### MATERIAL FOR THE TASK
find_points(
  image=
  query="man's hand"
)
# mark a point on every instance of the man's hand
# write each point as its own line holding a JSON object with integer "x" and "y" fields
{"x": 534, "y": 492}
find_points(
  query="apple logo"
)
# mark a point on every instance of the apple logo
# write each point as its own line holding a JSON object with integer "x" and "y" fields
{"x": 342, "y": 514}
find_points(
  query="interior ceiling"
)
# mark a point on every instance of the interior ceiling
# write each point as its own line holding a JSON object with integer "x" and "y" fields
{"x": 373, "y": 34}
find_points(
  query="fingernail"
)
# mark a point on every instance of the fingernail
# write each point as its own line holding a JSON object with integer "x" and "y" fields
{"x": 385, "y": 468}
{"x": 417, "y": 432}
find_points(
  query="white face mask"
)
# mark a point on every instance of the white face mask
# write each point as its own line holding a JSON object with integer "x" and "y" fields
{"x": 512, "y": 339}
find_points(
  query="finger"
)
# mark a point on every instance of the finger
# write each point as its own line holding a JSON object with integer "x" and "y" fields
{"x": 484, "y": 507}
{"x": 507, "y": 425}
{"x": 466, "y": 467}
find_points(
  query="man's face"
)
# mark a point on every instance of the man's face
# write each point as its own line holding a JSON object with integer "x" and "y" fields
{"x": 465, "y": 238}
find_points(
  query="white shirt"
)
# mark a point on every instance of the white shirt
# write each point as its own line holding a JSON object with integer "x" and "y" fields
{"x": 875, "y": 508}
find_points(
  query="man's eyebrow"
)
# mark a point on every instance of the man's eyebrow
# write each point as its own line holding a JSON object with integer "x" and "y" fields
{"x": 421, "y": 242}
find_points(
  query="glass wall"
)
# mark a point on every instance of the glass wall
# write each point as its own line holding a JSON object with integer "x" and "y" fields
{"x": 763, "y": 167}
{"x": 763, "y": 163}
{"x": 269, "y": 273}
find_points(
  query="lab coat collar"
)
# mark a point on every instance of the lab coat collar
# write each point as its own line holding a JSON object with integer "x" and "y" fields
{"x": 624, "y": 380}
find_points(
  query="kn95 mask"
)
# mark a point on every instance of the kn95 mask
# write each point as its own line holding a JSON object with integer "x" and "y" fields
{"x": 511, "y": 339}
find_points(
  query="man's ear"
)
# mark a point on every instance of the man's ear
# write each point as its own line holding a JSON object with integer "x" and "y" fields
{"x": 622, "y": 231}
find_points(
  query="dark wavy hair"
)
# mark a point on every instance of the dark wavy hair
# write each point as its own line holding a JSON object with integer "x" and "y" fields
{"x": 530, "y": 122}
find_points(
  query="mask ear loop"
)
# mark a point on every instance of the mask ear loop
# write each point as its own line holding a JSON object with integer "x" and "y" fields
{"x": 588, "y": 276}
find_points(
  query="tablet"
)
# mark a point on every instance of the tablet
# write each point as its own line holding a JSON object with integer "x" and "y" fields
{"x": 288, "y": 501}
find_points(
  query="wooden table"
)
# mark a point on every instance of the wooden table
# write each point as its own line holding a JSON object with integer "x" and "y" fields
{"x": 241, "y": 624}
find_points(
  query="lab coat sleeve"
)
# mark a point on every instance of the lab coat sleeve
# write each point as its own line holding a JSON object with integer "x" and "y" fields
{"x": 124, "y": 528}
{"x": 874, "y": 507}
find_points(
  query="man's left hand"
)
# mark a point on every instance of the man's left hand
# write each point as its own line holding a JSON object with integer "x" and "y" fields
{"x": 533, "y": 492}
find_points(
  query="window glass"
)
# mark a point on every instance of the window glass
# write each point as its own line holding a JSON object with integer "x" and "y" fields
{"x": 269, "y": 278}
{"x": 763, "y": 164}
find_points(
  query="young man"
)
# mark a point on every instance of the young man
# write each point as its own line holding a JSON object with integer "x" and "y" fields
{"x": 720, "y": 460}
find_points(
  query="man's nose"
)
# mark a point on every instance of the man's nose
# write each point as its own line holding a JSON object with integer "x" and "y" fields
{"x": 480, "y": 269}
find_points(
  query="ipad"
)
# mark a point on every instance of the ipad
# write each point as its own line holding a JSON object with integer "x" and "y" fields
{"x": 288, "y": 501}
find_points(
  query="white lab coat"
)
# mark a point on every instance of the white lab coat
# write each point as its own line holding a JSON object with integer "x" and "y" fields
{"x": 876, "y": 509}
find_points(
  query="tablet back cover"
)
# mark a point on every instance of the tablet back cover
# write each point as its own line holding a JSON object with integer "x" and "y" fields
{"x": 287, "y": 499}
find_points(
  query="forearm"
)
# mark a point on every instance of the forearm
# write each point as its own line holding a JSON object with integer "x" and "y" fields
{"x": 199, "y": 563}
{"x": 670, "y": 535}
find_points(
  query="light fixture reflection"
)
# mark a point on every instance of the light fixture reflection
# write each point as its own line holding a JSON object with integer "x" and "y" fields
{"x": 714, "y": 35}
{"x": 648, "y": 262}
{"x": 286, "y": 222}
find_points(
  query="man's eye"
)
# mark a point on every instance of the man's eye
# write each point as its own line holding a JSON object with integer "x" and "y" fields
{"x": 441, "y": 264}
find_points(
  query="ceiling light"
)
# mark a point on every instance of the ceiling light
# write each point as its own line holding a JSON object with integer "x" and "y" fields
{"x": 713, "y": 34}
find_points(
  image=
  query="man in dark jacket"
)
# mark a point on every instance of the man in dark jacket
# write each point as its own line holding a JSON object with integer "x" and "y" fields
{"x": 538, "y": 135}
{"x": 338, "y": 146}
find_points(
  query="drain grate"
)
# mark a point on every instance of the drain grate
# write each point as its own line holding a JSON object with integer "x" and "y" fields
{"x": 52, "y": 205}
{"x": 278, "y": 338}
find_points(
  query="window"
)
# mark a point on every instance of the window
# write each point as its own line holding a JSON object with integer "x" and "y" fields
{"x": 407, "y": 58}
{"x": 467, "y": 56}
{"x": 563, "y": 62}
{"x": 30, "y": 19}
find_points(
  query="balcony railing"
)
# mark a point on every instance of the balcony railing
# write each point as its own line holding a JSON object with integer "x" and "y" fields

### TASK STATEMENT
Return the lines above that include the string "glass".

### SOLVED PROBLEM
  query="glass wall"
# mark a point on every instance of the glass wall
  query="window glass"
# mark a point on every instance of the window glass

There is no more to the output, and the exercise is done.